>>

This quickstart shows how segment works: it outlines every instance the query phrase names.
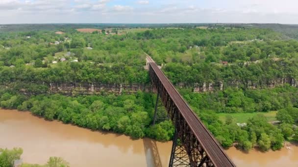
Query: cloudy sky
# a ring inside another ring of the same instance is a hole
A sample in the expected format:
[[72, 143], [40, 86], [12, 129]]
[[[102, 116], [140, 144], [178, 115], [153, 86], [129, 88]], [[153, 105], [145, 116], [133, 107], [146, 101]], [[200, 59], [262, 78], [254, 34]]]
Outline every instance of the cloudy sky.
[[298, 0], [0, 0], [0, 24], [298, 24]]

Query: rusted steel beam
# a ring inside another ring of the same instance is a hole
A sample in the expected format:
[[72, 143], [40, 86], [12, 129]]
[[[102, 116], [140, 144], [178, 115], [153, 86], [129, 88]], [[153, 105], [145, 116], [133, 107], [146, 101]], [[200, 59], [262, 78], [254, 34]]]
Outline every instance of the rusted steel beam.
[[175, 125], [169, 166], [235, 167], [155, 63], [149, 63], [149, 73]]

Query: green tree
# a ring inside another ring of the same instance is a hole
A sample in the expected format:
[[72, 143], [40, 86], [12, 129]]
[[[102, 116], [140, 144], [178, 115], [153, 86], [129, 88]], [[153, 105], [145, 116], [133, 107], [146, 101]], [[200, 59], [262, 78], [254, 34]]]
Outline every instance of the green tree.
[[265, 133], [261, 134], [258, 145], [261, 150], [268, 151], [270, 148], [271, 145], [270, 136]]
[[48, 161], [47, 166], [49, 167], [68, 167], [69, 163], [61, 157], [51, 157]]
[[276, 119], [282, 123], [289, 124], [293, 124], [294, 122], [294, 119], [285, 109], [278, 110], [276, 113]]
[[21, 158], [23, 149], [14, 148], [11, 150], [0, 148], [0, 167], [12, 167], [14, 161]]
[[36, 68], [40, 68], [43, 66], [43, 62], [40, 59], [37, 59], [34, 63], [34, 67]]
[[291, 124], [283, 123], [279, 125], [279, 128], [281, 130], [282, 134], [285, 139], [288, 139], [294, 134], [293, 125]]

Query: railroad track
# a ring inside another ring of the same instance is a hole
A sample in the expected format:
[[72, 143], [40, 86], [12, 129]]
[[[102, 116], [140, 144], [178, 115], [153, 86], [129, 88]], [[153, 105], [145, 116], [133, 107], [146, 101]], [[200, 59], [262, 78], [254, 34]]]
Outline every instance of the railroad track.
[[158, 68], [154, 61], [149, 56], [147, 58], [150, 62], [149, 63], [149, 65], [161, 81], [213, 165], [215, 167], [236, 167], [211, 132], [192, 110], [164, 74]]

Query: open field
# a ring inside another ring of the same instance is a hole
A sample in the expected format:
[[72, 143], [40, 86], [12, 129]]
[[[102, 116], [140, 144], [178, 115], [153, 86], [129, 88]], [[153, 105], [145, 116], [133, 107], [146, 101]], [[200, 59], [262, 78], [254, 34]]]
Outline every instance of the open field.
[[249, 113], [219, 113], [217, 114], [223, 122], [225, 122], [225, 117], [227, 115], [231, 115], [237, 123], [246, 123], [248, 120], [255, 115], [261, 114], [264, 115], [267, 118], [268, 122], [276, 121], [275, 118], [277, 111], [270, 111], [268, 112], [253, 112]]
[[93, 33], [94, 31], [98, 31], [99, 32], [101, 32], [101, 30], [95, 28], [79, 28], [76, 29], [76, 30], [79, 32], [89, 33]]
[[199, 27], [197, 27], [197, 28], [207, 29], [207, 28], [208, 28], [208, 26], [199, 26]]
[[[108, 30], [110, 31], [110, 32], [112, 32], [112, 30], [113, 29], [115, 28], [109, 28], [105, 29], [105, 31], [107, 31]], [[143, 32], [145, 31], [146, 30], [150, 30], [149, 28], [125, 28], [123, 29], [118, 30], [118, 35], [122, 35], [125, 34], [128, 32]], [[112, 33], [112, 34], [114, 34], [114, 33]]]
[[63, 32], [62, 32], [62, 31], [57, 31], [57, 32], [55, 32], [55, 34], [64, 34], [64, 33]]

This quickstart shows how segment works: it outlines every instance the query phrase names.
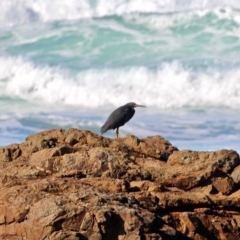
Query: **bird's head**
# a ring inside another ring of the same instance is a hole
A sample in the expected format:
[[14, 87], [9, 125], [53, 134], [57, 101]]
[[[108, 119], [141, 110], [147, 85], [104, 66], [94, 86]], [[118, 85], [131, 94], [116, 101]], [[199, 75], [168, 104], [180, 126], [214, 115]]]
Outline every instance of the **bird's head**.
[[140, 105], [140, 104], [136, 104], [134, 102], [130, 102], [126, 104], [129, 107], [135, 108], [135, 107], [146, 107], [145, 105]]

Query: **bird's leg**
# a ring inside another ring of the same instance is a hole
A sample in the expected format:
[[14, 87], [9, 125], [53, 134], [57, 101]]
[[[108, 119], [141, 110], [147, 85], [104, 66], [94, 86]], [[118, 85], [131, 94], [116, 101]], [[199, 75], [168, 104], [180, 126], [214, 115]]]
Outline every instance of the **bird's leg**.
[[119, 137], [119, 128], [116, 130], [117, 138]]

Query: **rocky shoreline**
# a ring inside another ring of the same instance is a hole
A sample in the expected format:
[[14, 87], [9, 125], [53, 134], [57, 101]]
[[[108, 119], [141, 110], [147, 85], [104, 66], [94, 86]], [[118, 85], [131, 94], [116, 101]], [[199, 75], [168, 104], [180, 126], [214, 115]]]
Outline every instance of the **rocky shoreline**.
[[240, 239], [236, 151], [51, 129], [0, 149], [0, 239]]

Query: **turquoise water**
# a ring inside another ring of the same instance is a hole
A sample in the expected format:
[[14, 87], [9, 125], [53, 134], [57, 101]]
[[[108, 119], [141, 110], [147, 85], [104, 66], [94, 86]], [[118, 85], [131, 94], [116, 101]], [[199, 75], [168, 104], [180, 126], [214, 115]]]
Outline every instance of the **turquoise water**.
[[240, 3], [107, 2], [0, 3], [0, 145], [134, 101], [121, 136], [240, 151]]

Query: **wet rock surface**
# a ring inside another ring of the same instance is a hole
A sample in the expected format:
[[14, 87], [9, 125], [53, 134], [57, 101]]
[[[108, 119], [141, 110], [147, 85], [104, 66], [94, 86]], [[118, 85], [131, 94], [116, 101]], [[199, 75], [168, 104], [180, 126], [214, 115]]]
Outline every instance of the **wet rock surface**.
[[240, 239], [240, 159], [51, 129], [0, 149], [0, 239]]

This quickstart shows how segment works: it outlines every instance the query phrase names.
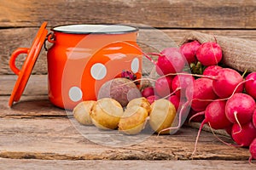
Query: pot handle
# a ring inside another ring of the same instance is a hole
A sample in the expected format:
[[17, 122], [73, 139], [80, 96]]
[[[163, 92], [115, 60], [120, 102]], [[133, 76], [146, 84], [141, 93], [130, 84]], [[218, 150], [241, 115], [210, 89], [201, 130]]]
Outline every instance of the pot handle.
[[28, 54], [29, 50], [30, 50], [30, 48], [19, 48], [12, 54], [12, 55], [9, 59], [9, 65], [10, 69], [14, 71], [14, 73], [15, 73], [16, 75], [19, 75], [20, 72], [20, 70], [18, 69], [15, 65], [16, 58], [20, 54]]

<<
>>

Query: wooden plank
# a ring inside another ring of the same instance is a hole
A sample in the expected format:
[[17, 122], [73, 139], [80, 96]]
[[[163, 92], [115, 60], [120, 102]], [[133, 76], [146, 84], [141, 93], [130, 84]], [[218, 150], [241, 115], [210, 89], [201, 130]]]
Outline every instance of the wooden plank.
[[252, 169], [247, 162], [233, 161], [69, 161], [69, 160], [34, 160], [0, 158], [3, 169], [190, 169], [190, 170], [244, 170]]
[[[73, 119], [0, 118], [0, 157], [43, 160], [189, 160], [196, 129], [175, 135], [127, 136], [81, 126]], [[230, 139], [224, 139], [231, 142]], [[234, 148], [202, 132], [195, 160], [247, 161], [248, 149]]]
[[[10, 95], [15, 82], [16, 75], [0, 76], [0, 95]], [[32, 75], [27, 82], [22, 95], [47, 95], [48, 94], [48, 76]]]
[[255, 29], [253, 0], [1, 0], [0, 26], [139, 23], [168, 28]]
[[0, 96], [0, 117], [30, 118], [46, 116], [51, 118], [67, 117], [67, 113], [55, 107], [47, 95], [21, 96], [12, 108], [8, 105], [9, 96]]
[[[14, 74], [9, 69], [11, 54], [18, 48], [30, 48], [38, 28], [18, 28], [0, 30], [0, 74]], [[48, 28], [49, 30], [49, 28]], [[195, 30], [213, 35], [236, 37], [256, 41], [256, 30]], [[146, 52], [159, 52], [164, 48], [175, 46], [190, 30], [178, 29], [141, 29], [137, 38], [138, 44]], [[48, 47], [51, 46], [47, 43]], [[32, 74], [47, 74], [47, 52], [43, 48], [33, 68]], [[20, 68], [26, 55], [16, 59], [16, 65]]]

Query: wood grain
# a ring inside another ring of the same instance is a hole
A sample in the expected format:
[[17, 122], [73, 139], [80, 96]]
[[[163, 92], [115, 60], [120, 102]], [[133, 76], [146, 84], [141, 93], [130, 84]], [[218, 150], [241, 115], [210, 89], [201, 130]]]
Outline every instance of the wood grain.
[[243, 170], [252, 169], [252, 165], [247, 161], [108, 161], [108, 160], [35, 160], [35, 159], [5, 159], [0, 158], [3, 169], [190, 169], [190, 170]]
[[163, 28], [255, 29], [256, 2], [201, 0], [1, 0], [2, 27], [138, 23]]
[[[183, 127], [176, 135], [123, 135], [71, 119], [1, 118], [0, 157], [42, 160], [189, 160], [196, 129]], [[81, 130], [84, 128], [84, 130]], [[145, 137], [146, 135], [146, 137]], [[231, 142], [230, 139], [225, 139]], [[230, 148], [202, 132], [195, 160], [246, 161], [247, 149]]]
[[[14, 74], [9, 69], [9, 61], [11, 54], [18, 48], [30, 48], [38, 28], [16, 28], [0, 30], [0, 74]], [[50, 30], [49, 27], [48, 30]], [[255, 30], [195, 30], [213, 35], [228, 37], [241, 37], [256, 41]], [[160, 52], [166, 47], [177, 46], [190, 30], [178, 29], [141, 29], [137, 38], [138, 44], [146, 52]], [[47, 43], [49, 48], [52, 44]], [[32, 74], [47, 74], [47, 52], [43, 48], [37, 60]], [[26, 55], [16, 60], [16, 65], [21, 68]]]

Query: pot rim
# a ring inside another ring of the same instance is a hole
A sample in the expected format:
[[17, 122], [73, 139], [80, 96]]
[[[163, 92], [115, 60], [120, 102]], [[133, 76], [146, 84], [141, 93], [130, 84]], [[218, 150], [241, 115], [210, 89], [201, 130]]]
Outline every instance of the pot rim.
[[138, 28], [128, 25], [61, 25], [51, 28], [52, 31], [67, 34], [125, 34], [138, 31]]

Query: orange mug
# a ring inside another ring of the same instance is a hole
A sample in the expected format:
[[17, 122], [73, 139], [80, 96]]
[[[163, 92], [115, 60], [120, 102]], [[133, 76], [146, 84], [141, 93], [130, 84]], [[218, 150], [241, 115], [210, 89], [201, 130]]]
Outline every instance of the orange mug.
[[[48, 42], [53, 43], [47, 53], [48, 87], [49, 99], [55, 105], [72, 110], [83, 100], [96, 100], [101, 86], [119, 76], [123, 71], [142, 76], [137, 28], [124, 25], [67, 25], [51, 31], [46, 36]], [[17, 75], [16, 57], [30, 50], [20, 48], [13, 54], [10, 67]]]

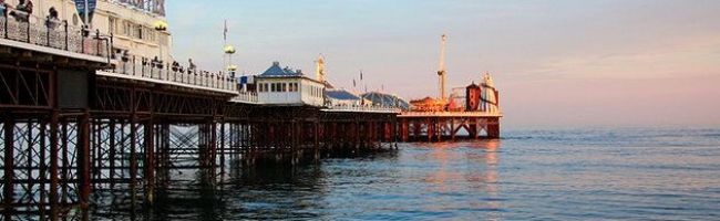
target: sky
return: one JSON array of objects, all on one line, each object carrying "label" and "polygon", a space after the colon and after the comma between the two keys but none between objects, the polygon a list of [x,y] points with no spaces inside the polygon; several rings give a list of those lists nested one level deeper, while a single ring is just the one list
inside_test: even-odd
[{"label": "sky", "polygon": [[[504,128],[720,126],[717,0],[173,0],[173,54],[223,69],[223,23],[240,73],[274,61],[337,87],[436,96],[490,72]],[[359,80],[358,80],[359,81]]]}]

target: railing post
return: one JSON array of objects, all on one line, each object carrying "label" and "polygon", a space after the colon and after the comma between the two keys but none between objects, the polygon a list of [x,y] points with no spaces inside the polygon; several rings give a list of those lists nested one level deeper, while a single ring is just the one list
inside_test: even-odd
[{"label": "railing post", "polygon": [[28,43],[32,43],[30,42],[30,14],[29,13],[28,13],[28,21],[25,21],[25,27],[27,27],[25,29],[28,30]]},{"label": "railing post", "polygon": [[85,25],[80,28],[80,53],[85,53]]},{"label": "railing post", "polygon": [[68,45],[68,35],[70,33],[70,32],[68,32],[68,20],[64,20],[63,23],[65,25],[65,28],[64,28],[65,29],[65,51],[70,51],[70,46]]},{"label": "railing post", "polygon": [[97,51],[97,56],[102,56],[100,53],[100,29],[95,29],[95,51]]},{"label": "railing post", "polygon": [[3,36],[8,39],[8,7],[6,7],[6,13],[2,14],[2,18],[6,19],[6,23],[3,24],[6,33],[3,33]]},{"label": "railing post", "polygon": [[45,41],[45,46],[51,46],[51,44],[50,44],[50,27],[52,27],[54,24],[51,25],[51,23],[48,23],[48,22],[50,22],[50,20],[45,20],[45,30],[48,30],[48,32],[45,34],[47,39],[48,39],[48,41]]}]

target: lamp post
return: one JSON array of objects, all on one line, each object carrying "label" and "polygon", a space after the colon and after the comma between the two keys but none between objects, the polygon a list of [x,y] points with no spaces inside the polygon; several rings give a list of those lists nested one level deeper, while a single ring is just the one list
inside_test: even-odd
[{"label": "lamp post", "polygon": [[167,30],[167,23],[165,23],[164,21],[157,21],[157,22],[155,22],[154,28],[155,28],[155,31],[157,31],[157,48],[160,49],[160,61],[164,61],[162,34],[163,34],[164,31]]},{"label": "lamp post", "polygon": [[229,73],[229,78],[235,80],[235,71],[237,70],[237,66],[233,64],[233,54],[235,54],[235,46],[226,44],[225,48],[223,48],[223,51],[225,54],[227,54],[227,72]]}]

<<

> [SET EXERCISE]
Determine how many lines of the records contain the string "rusted", matching case exactly, and reply with that number alone.

> [RESPONSE BELOW]
2